Oliviero Toscani’s talents for Esprit simulated a Utopia within the brand’s own visual culture, suggesting a better world, a fresher one at least, for their customers to consider.

Spring 11 looks by Jil Sander, Missoni, Prada, and Matthew Ames

The Spring 2011 collections have revealed a similar outlook, not surprising that it was prevalent mostly in the Milan collections. Clear color, bold graphics and prints, an abstracted silhouette, and a heavy dose of humor are new ways to move on from the incorrectly labeled “minimalism” that has defined fashion in the past season. Of course the look is clean and pared down, but it finds enrichment with an entirely different vocabulary, an entirely modern one, actually.

### [List of tasks]
a. Answer these questions using the fashion text on the Spring 2011 collections:
(i) For which brand did Oliviero Toscani's talents simulate a Utopia?
(ii) Which four designers' Spring 11 looks does the text name?
(iii) In which city's collections was the similar outlook mostly prevalent?
b. Write what comes next in the fashion text on the Spring 2011 collections, picking up after its final sentence.
The records play no part in this work.

(A data block)
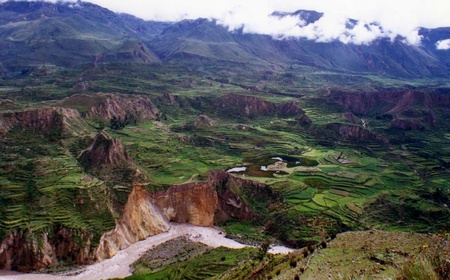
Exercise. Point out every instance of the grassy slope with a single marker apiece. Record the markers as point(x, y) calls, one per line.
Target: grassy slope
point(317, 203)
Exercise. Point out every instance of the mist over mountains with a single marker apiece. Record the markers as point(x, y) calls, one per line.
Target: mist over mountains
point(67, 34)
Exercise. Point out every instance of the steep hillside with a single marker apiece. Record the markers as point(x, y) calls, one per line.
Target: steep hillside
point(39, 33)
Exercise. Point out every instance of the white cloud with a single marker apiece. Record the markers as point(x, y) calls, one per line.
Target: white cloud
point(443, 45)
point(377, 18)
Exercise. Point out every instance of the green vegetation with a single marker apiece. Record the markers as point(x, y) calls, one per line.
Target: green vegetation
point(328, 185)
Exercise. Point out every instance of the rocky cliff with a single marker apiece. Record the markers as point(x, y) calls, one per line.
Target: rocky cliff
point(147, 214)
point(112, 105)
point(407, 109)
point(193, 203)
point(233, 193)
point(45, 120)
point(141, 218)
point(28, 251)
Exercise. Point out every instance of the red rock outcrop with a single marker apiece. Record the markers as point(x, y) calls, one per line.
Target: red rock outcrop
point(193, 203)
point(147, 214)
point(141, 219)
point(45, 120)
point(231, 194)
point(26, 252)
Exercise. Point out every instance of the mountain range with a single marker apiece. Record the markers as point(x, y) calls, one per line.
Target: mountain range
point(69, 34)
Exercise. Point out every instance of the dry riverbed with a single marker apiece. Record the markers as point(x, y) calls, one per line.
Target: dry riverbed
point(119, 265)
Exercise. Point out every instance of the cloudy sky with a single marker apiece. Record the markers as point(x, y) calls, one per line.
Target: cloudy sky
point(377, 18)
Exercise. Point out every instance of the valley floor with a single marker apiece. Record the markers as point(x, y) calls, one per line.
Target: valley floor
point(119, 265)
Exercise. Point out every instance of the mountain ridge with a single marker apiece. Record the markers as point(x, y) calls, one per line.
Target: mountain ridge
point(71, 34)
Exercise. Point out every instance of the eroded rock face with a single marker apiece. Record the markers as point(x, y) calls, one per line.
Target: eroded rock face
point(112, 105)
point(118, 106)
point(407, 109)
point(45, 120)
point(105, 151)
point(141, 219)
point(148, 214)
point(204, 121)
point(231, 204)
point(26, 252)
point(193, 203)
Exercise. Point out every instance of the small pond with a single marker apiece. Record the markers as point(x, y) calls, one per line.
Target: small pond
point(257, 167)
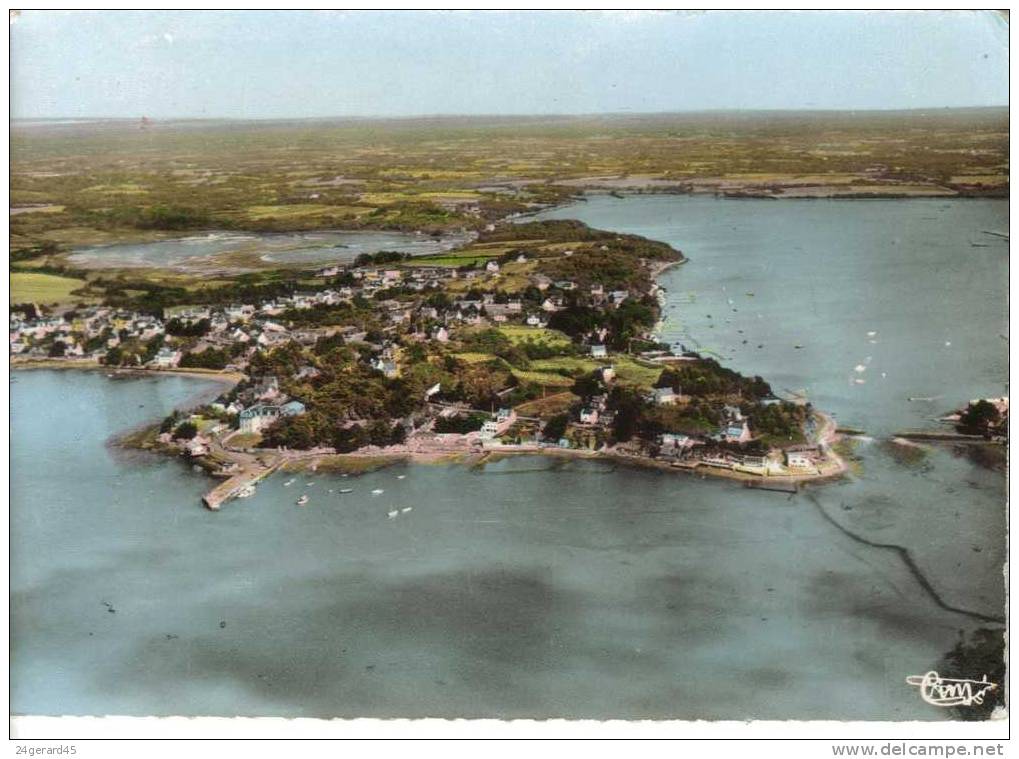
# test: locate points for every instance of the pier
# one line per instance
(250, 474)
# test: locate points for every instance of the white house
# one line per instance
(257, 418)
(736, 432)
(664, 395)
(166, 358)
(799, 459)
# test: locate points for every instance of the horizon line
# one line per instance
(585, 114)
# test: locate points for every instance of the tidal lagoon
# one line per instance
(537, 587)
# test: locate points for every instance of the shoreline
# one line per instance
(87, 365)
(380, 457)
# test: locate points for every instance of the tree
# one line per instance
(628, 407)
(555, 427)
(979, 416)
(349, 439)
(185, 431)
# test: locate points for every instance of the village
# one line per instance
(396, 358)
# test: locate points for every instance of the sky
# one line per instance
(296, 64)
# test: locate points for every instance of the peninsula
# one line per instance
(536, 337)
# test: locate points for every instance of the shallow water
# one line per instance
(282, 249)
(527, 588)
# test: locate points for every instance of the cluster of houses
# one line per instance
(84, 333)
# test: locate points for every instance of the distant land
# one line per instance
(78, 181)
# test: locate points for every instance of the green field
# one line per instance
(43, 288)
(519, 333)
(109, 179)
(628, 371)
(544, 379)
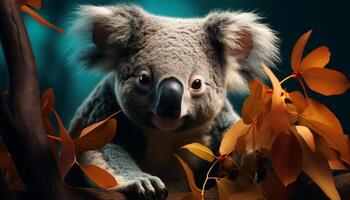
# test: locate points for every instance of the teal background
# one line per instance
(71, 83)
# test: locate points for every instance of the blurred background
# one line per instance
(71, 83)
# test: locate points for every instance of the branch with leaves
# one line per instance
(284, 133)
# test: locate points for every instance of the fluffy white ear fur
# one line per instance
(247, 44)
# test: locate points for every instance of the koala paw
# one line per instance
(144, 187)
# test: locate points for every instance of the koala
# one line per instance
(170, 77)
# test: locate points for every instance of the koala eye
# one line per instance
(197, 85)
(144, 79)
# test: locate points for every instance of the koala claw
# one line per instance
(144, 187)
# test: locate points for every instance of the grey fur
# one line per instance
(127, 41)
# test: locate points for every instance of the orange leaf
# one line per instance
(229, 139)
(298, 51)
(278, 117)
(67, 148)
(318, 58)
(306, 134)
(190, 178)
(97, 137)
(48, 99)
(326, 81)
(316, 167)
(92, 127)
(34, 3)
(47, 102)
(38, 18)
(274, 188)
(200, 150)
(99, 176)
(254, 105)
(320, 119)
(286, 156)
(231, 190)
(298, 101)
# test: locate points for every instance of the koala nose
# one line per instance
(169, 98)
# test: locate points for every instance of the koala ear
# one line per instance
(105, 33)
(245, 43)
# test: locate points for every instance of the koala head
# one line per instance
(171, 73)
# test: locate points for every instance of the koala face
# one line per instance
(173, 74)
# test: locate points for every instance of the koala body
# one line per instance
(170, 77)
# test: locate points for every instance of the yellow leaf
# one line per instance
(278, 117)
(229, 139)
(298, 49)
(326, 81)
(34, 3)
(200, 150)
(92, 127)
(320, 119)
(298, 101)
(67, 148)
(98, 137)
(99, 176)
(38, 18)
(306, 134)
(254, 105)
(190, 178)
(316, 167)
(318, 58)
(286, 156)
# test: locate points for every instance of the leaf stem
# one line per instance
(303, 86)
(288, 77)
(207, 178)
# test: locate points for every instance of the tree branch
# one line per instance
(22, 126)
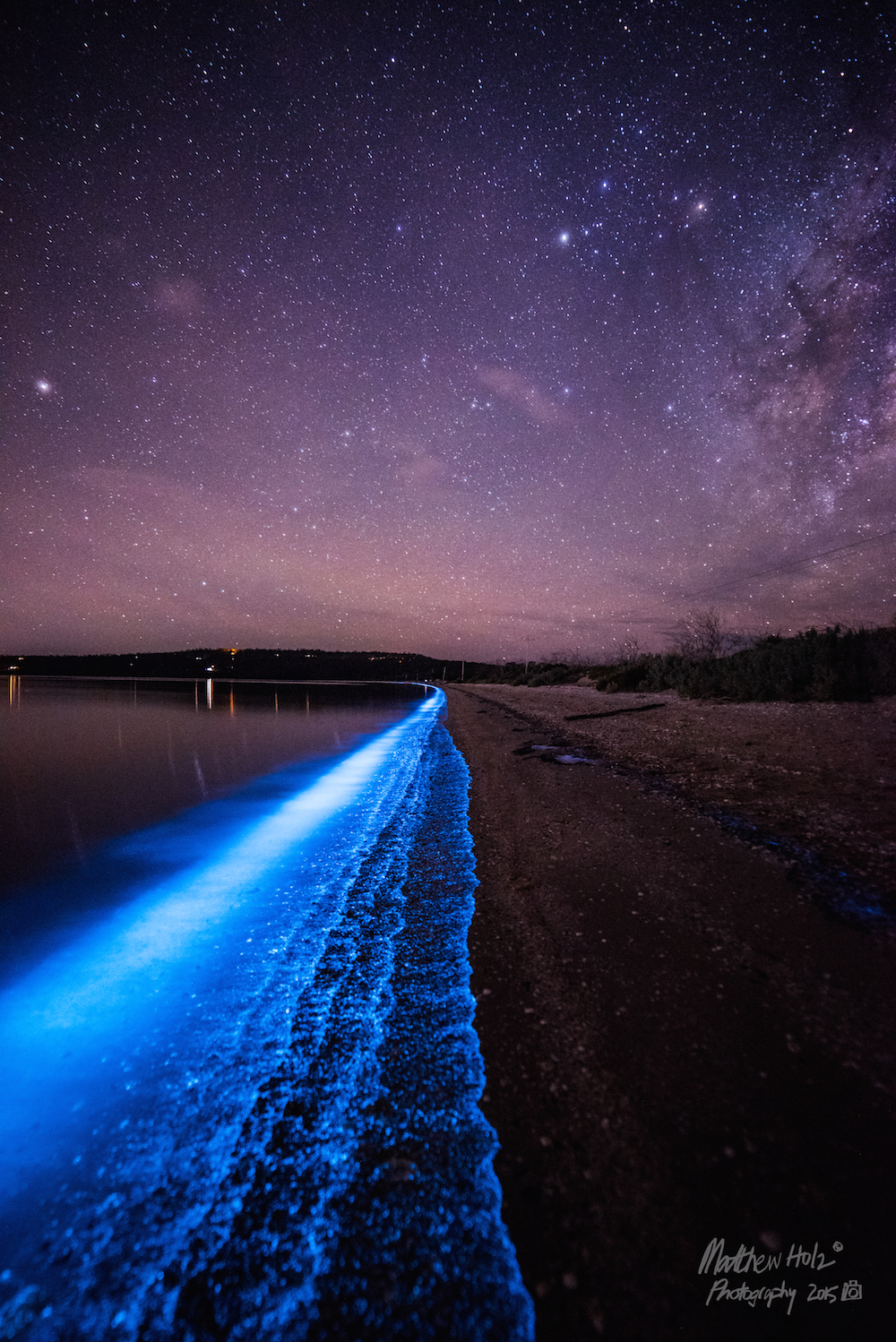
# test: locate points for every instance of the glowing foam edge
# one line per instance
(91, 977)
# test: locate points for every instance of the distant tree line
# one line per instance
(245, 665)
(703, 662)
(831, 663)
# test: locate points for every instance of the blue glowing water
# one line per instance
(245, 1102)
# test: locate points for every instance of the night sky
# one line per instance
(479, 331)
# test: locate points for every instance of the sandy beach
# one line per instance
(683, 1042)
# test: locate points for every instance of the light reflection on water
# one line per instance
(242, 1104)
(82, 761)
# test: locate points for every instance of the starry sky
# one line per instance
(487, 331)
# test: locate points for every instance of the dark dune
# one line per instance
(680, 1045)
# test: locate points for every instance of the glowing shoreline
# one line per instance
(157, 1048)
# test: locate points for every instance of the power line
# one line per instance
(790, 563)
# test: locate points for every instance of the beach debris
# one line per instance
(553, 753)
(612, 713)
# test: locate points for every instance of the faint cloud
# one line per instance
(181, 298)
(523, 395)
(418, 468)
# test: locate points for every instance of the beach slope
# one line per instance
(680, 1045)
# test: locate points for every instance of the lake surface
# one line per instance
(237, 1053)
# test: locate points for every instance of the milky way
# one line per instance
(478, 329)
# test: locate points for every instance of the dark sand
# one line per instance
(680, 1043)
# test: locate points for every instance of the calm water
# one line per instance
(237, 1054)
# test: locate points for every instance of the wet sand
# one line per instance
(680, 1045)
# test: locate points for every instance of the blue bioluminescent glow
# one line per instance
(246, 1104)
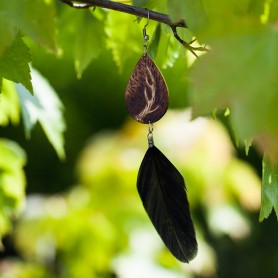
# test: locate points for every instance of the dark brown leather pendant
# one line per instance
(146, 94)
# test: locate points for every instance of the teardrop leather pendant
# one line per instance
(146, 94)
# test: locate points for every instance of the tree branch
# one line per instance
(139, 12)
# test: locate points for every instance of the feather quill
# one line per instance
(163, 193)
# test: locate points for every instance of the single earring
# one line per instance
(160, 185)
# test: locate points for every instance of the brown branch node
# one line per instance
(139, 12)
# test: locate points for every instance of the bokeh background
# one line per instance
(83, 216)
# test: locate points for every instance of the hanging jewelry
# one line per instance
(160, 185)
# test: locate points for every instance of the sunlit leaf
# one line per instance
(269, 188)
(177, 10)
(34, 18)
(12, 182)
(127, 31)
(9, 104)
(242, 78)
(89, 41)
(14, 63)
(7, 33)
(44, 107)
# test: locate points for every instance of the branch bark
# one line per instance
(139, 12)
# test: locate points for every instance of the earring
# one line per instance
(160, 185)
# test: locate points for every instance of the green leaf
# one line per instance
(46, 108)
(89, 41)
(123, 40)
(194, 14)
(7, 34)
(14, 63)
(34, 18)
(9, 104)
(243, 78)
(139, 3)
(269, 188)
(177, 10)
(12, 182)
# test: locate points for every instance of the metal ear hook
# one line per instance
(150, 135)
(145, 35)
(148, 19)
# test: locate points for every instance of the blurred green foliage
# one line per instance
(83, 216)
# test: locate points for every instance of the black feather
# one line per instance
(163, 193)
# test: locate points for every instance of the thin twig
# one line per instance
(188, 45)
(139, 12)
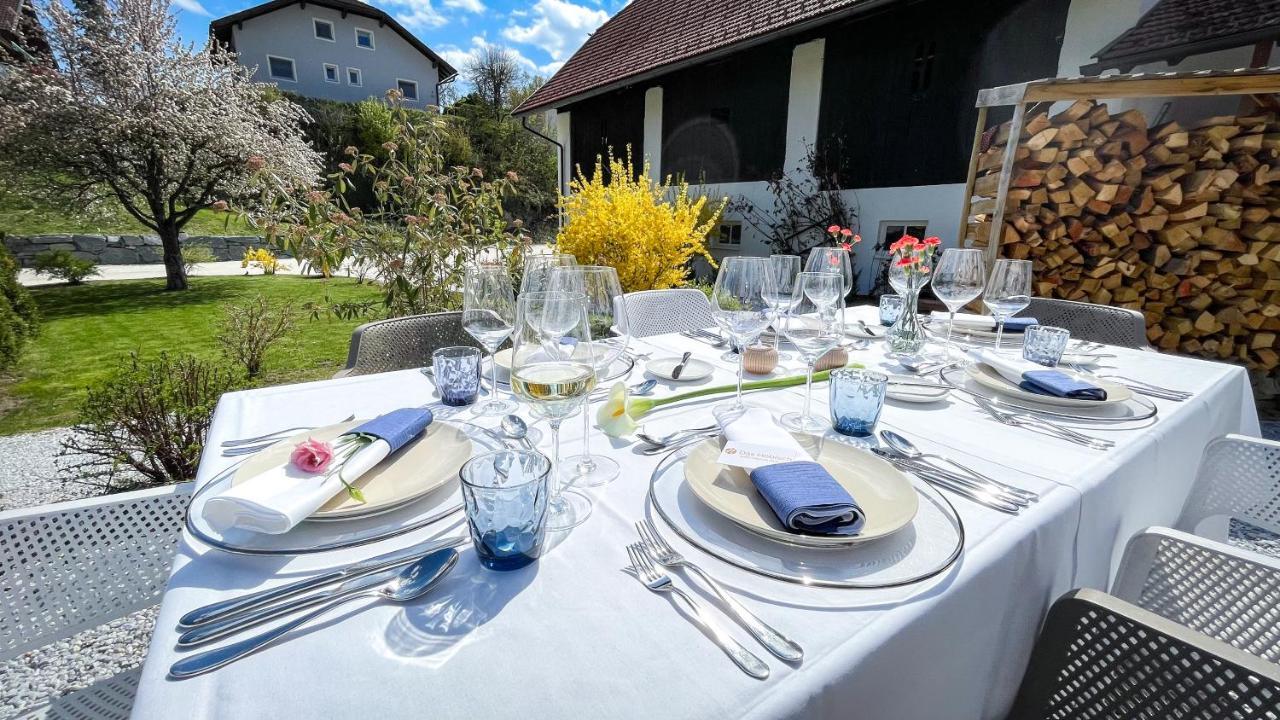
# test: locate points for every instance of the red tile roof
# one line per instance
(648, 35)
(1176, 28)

### [Task-by-task answers]
a.
(i) Esprit
(ii) Jil Sander, Missoni, Prada, and Matthew Ames
(iii) Milan

b.
Jean Louis Scherrer Haute Couture, 1991

Versace Haute Couture, 1991

Emanuel Ungaro Haute Couture, 1991

There’s been several takes on optimism and humor, Schiaparelli, Capucci, Kenzo Takada, Issey Miyake, Jean Charles de Castelbajac, Moschino, and Isaac Mizrahi have all given their celebratory spin on life, adding to an evolving discourse. But its most pertinent iteration is perhaps in the Haute Couture of the very early 90’s, just as the recession challenged its relevance and provoked it to come up with something to say, that despite its excess it still had a message worth taking note of. As much as fashion needs its palate cleansed it cannot deny the wonders that a cheerful perspective and certain amount of richness can grant, even if it is only laughing so that it won’t cry.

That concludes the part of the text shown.